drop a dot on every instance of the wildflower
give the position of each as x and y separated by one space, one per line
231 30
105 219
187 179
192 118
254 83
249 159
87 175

• Exercise goal: Repeat the records above in full, word for word.

• Solution:
drop a dot on every instance of the wildflower
give the position of each as x and y separated by one space, one per line
231 30
105 219
187 179
192 118
254 83
249 159
87 175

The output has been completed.